- **Stated goal**: Copy out all of the entries below, replacing every occurrence of "named above" with "listed above" and leaving everything else unchanged.
========
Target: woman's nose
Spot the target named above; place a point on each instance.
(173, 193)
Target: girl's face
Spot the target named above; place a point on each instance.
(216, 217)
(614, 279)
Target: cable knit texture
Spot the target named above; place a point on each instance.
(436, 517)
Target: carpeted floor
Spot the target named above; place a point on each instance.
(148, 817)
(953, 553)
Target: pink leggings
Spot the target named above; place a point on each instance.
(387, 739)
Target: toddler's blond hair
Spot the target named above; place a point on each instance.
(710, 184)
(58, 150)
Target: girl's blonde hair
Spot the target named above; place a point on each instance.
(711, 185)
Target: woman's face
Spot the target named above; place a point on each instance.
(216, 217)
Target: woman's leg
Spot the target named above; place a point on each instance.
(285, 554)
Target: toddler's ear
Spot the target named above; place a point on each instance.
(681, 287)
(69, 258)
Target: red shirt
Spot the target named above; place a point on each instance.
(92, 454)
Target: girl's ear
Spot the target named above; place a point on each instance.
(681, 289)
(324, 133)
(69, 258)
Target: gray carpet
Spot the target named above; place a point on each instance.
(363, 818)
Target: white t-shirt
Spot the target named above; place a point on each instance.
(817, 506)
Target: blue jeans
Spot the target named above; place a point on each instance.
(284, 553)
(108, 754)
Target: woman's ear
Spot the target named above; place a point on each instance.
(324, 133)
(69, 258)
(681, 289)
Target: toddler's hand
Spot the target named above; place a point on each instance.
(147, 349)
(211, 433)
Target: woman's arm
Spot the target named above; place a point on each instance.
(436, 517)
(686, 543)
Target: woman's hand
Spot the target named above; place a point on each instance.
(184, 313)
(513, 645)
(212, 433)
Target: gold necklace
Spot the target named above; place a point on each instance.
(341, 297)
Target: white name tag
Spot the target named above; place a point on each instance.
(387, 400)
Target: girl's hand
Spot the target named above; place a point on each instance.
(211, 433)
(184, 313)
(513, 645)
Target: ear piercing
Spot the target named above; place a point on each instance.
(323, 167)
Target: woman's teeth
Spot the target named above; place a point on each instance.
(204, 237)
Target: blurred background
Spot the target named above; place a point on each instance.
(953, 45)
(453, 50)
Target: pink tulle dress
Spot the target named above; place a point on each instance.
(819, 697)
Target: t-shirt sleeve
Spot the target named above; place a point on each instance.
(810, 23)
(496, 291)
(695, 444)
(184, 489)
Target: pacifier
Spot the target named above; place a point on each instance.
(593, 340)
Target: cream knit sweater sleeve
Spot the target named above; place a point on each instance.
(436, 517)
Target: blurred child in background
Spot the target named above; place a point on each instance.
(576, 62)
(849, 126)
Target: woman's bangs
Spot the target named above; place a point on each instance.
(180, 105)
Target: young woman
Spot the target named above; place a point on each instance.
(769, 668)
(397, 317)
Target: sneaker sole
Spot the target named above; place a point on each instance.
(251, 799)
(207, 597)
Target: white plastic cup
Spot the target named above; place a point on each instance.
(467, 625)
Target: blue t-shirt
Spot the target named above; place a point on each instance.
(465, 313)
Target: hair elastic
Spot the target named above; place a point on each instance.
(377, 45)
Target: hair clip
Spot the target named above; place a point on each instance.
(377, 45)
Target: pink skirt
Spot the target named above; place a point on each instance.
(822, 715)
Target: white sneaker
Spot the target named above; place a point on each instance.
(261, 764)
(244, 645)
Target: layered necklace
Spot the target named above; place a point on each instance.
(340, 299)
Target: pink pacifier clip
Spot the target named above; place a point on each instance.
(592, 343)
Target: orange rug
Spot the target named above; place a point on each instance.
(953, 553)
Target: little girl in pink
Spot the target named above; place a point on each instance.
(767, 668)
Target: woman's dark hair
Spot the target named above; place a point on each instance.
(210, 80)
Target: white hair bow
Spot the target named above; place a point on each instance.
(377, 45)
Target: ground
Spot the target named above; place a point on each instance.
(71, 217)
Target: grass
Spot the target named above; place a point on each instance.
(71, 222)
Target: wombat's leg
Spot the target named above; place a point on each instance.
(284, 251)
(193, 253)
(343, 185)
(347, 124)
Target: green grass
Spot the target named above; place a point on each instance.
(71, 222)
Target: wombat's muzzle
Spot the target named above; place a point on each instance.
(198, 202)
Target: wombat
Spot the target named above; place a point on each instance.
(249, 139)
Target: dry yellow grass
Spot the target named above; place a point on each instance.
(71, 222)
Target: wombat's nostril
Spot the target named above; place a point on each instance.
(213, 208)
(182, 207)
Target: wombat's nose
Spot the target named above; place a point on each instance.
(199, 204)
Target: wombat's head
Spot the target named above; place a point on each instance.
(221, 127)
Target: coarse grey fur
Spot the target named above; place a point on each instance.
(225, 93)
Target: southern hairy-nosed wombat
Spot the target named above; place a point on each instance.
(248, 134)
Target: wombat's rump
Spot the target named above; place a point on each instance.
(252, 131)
========
- **Reply to the exercise**:
Target: woman's nose
Spot the target listed above; place a point on each instance.
(173, 193)
Target: girl's face
Spot the target listed above; place a point on each instance.
(216, 217)
(614, 279)
Target: cable knit texture
Spot the target listed above; place a point on each instance.
(436, 517)
Target: carpeted floor
Spot the target listed above; place a point on each instance.
(148, 817)
(953, 553)
Target: pink leggings
Spot the target listed above; place a point on each instance.
(387, 739)
Target: toddler's blond hair
Spot the target listed above; place a point on each instance.
(710, 184)
(58, 150)
Target: girl's blonde hair
Spot the target listed above; place a point on each instance.
(711, 185)
Target: woman's face
Spot the target listed above; place a point on each instance.
(216, 217)
Target: woman's leg
Spot the target listed above; place a point on each instance.
(285, 554)
Target: toddler's ear
Spot the target listed above; place a point on each instance.
(681, 287)
(69, 258)
Target: red shirt
Spot the target listed above; place a point on each instance.
(92, 454)
Target: girl's ear
Spot the target listed above; place a point on each instance.
(681, 289)
(324, 133)
(69, 258)
Target: gray carpet
Spot the target listed above; place a point on each instance.
(363, 818)
Target: white t-shirt
Spot the target listed above; place a point on each instance.
(817, 506)
Target: blue jeans
Spot the target listed above; place a point on each instance.
(284, 553)
(108, 754)
Target: woman's ear
Spot the target listed above; place a point on each instance.
(324, 133)
(69, 258)
(681, 289)
Target: toddler's hand
Spot the target listed above; place a point on each instance.
(147, 349)
(211, 433)
Target: woman's arm
Spot the target listed above; place a point on each instance.
(436, 517)
(686, 543)
Target: woman's hand
Spot the target listed above; place a point on each instance.
(184, 313)
(513, 645)
(212, 433)
Target: gold necklace
Spot the target listed above; place a point on each instance.
(341, 297)
Target: white name tag
Spot the target listed above; place a point on each instance.
(387, 400)
Target: girl's hand
Spot the target listed above; place a point on each instance.
(211, 433)
(184, 313)
(513, 645)
Target: ear piercing
Spot the target listed above; place a point on each instance.
(323, 167)
Target: woman's teeth
Spot the target listed above; place a point on each instance.
(204, 237)
Target: blurred background
Spot the target listed above; place a point on each instance.
(953, 45)
(453, 50)
Target: pink tulle dress
Spot the target listed above; place a point on each instance.
(819, 697)
Target: t-shirt sleeve
Spot the target listed above; place a point on each instance.
(810, 23)
(496, 291)
(695, 444)
(184, 489)
Target: pacifier
Spot the target listed above; place a point on each instance.
(593, 340)
Target: cream knit sweater sleeve
Spot the target listed above; place a point on each instance.
(436, 517)
Target: blurred child in background
Spot the target listed above; place a point on each instance.
(576, 62)
(849, 126)
Target: woman's bangs
Spot the target listed above; place a point on each instance.
(180, 105)
Target: young woman
Spot the target listed above; place a point on each instance.
(769, 668)
(397, 317)
Target: sneaker sole
Spot the target listed above; place a point on each instance.
(251, 799)
(207, 597)
Target: white plastic cup
Spot the target listed above; place a point on each instance.
(467, 625)
Target: blue t-shirt
Spot the target listed above; place a point on each instance.
(465, 313)
Target: hair elastic
Spot the target listed above; place a point on each instance.
(377, 45)
Target: hair clip
Spot the target listed above; place a point on each instance.
(377, 45)
Target: pink skirt
Spot the target listed above; place a point on each instance.
(822, 715)
Target: white sneaker
Spot the target listed above; place a point on each instance.
(261, 764)
(244, 645)
Target: layered necklace
Spot the target listed above; place a point on each instance.
(340, 299)
Target: pink pacifier clip
Spot the target listed above; place a point on each instance.
(592, 343)
Target: orange rug
Spot the target listed above; place a point on each instance.
(953, 553)
Target: little girl in pink
Spot the target listed above; place a point on each instance.
(767, 668)
Target: woman's dark hair
Spot the target listed above; place a point on each instance.
(210, 80)
Target: white hair bow
Spot the target listed above; place a point on each instance.
(377, 45)
Target: ground
Spot the target listed above; place a point on each instance.
(71, 217)
Target: grass
Spot the target listed above; place a point on each instance.
(71, 222)
Target: wombat's leg
Spot the target listed above; place a point on each instance.
(284, 251)
(193, 253)
(343, 185)
(347, 124)
Target: green grass
Spot the target listed above; place a point on each instance.
(71, 222)
Target: wombat's muzzle
Spot the target listed above; place a point on each instance.
(198, 202)
Target: wombat
Spot the target listed above; place a point on each instance.
(249, 139)
Target: dry yellow grass
Spot the target listed above; place a point on each instance.
(71, 222)
Target: wombat's nostril
Spot the target listed above; place a point on each instance.
(213, 208)
(182, 207)
Target: wombat's nose
Spot the target listed above; place a point on each instance.
(199, 204)
Target: wombat's head
Spot the target listed above; place a point on each instance.
(221, 127)
Target: coarse grey fur
Spot the target listed above; place a point on each instance.
(225, 93)
Target: southern hairy-nosed wombat
Spot the target listed above; place a point on each instance.
(248, 134)
Target: wombat's rump
Spot the target listed above; place a point on each instance.
(252, 131)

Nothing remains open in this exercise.